The problem:
Among the records below, find each line bearing the word "balcony" and copy it.
─── Records provided
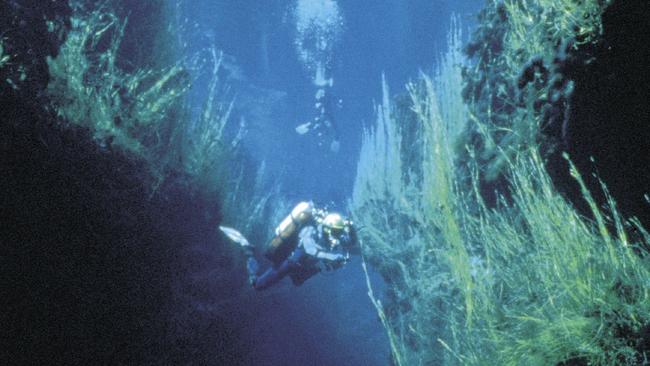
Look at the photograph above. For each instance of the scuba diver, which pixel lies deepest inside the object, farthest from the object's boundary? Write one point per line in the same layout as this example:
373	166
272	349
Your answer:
306	242
325	104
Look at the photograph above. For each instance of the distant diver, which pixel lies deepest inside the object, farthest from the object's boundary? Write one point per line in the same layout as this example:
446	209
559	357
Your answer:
319	26
306	242
324	124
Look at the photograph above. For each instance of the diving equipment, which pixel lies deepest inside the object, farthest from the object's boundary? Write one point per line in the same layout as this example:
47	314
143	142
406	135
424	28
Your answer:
285	239
235	236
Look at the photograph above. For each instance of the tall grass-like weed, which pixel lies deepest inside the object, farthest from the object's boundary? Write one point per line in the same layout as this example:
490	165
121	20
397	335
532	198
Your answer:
527	281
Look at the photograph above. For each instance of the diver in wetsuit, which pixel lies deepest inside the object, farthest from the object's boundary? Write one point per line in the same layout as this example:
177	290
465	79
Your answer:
307	242
324	124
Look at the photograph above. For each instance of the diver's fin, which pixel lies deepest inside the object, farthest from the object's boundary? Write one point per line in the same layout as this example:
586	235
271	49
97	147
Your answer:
303	128
235	236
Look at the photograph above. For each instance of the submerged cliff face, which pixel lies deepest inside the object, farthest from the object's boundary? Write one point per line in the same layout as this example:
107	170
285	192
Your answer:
98	258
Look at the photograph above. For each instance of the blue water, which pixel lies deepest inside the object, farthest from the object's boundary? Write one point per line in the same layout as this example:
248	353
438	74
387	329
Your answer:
329	320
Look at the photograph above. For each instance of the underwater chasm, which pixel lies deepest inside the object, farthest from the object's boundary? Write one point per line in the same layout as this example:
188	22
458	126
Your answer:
502	197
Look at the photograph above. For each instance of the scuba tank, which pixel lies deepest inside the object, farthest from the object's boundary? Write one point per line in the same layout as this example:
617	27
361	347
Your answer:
286	234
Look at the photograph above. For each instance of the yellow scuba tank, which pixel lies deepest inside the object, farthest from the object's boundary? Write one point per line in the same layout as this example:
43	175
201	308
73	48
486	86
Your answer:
285	239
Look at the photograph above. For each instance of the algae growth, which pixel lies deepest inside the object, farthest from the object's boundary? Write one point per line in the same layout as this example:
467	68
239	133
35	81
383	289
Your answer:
506	273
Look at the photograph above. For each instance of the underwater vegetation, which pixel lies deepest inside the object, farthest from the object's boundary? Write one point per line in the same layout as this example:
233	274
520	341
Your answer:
506	273
112	191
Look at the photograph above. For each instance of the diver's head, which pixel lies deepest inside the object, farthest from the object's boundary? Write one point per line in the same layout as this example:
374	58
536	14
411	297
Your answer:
334	226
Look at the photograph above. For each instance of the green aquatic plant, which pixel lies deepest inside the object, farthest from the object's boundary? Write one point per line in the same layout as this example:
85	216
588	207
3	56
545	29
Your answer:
88	88
531	282
515	51
3	58
144	111
528	280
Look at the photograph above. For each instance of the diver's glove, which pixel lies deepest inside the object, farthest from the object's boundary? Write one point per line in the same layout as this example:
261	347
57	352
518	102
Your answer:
337	262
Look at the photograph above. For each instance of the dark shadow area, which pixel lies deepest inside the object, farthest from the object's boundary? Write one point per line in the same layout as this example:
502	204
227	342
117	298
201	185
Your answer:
96	266
609	113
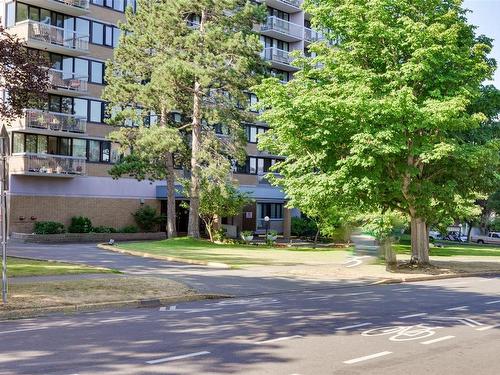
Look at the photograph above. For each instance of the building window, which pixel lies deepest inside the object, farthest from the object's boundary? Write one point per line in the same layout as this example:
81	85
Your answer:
97	33
96	72
95	111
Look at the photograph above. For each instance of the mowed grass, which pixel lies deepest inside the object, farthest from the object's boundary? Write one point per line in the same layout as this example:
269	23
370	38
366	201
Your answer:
235	255
452	249
17	267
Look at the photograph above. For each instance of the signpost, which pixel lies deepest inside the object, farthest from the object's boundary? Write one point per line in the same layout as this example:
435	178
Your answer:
4	152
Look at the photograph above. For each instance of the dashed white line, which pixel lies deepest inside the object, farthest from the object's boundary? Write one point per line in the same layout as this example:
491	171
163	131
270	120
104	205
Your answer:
24	330
437	340
487	327
353	326
412	315
492	302
366	358
169	359
458	308
278	339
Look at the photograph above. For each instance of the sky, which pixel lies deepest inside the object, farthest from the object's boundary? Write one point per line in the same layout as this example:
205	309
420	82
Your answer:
486	15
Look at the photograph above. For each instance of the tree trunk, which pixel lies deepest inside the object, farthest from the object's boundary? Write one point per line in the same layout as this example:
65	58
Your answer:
419	241
169	165
171	226
388	253
194	195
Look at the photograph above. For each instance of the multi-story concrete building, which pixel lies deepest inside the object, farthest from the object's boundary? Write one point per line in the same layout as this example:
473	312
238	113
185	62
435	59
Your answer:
60	156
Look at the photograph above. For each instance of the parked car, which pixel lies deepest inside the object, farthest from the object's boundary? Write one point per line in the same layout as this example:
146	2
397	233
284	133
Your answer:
435	235
491	238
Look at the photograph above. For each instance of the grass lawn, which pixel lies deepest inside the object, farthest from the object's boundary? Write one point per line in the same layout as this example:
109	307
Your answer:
27	267
452	249
235	255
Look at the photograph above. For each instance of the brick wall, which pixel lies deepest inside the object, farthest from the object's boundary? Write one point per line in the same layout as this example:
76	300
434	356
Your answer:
112	212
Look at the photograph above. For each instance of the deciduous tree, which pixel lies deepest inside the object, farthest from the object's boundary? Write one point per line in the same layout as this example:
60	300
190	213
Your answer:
374	121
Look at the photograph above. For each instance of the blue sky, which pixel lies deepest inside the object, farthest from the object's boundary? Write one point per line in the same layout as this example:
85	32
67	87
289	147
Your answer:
486	15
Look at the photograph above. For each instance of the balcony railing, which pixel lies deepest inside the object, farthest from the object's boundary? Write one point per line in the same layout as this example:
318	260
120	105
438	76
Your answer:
311	35
277	55
38	119
281	26
84	4
45	164
57	36
68	81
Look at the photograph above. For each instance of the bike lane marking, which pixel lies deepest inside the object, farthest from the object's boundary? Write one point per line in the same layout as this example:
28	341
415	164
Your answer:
437	340
366	358
487	327
353	326
492	302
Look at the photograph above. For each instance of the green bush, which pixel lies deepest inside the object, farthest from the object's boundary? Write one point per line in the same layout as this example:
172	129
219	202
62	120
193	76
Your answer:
103	229
80	224
48	227
147	218
129	229
303	227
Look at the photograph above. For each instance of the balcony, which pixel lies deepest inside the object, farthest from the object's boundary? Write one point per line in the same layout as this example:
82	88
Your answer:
311	36
279	58
35	119
69	7
70	83
51	38
30	164
289	6
283	30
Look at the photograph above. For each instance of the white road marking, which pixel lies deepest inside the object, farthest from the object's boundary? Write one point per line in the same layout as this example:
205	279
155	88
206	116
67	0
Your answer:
458	308
492	302
353	326
437	340
487	327
412	315
354	294
168	359
279	339
366	358
24	330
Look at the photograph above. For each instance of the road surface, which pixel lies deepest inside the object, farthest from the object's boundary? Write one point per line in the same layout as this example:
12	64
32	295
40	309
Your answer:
435	327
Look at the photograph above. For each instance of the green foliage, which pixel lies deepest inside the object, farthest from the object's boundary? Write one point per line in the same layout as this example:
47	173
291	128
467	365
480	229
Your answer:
103	229
129	229
147	218
303	227
48	227
383	119
80	224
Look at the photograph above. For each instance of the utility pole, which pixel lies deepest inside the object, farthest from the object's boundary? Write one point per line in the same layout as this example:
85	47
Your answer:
4	151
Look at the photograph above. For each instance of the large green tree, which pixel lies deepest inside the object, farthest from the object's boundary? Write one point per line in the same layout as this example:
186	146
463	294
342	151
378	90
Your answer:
196	57
374	121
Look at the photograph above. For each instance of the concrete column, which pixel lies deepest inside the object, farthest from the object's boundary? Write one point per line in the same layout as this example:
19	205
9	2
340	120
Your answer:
287	223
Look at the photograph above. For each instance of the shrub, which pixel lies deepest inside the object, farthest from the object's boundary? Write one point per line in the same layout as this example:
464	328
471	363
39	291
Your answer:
303	227
80	224
147	218
48	227
129	229
103	229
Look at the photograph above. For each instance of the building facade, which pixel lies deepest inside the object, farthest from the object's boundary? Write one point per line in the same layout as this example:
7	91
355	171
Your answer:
60	154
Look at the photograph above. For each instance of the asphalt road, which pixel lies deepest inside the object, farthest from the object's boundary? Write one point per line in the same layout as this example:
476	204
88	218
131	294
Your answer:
241	282
435	327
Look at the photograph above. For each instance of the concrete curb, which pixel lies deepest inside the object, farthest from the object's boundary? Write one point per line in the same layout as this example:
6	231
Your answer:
162	257
435	277
67	309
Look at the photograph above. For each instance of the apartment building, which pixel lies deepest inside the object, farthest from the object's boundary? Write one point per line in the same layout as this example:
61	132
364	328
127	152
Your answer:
60	154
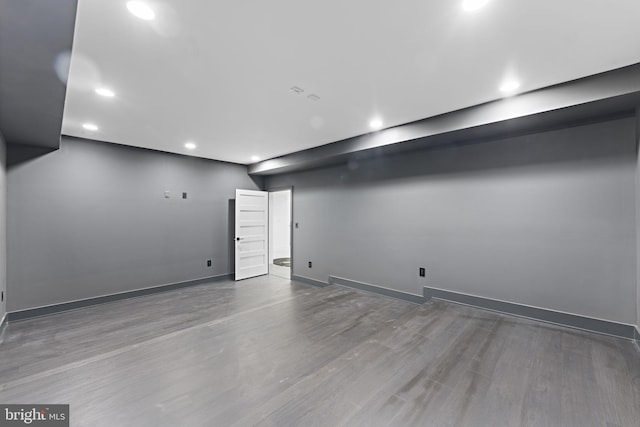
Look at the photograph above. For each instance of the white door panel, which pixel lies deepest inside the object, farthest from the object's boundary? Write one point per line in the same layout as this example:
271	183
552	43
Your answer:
251	233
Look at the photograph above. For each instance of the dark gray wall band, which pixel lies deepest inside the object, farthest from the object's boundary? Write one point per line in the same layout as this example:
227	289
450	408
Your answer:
309	281
3	325
546	219
563	319
581	100
58	308
39	38
392	293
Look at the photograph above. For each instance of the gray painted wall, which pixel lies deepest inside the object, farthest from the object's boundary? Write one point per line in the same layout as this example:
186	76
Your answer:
91	219
638	214
547	220
3	225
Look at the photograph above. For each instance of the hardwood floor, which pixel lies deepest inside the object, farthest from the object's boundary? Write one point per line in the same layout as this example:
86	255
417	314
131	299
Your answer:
272	352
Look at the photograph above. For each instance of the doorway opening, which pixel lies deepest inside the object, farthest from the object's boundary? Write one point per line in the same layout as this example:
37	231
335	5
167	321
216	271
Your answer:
280	209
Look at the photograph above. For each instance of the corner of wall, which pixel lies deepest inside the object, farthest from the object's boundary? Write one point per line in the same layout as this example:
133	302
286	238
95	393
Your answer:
638	220
3	228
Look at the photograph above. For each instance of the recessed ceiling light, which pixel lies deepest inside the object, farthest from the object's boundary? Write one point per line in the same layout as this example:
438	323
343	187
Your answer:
509	87
375	124
470	5
141	10
105	92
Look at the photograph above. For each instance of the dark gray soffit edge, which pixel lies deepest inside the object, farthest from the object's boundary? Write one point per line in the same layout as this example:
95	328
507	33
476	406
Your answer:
309	281
608	94
35	36
391	293
563	319
3	324
57	308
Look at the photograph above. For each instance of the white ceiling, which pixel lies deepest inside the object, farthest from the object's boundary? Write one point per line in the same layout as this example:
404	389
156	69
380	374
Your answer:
219	73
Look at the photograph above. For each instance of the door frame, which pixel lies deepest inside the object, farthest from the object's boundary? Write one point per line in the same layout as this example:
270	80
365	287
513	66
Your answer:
237	236
291	227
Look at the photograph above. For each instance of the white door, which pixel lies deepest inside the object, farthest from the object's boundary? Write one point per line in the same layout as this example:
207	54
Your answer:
251	233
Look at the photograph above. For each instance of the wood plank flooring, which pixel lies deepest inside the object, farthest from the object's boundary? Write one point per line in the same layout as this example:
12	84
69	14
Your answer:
273	352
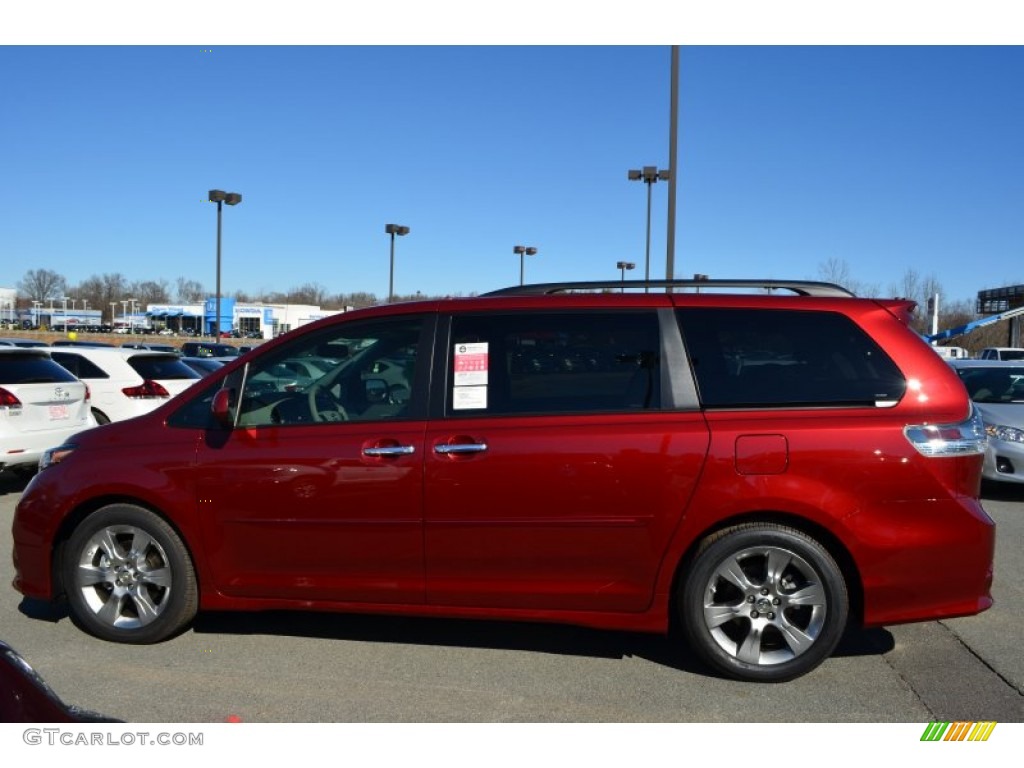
──────
Written response:
Look at the photograph above. For each instance of the balcony railing, which pixel lies deepest inside the object, farthest from the object's boundary? Write one point per line in the same layout as this example:
Look at the photograph above. For each instance of the balcony, which pixel lies deepest inside the object, farthest from the object's boundary? Write one point per line in the same layout as this example:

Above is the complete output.